> **EXERCISE PASSAGE**
Segment Open

Then, when as emperor-worshipers they decide as a nation to go full-on hog-ass wild, blam.
Sixteen rays. Is there anything more graphically perfect?
Oh man, I'm going to pass out.
Hang on.
I needed a trigger warning back there.
That image makes me short circuit. It does. This nasty thing, perfect as it is, really does need to be banned. It has bad connotations. It stirs bad memories. When people see it they (we) get upset. I cannot rest until this flag is banned. I think I have to throw up.
Please, I beg you, it's time to make this flag go away and don't even display it in museums, and don't teach this stuff in schools either. There's no point to it.
15 comments:
According to some estimates, 30 million people (hey, they were brown and yellow, so they don't count) died at the hands of people serving under that flag.

Segment Closed

> **RECORDED INFORMATION**
Segment Open

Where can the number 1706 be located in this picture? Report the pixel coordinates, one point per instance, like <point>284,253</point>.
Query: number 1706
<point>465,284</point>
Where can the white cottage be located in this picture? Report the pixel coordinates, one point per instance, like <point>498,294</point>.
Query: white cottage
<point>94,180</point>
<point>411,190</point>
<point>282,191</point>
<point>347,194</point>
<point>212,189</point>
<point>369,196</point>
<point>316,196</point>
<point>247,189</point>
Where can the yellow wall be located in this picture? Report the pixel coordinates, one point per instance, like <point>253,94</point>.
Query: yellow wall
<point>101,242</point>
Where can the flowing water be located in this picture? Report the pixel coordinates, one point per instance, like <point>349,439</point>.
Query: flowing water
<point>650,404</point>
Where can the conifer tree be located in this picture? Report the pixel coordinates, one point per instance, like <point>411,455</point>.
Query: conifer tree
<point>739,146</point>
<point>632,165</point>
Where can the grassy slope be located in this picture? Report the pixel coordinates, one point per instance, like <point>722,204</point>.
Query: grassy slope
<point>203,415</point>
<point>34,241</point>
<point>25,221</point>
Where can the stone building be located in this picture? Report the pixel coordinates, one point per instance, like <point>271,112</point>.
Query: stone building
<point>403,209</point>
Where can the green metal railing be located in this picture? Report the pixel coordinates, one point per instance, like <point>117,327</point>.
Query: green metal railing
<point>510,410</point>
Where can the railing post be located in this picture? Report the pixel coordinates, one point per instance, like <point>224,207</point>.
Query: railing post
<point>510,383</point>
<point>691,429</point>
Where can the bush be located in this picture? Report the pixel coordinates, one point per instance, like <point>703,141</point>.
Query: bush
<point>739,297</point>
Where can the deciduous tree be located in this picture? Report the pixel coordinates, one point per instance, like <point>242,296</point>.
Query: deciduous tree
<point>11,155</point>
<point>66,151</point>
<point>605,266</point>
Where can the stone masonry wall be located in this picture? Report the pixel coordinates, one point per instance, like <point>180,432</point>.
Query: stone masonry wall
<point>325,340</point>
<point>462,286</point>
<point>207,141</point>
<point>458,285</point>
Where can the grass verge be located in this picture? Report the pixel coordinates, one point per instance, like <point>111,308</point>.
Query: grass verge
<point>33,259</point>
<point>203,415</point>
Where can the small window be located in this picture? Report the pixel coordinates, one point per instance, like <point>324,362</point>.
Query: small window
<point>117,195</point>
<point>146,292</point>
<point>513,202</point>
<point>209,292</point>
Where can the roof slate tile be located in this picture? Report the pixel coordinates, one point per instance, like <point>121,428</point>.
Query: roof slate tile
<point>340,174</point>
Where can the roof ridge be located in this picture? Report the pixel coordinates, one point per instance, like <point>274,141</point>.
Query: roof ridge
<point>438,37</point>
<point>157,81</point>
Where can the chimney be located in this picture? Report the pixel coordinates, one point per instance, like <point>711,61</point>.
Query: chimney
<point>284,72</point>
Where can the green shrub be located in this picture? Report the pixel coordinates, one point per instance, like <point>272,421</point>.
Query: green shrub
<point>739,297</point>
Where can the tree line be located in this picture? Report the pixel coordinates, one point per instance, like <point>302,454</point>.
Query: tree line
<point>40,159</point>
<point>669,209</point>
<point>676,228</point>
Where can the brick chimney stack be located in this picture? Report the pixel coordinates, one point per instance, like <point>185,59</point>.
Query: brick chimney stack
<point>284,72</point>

Segment Closed

> **WHAT TO PRODUCE**
List every action the passage about the flag says should be taken regarding the flag or its history.

> **SOLUTION**
- The flag should be banned.
- The flag should be made to go away.
- The flag should not be displayed in museums.
- "This stuff" should not be taught in schools.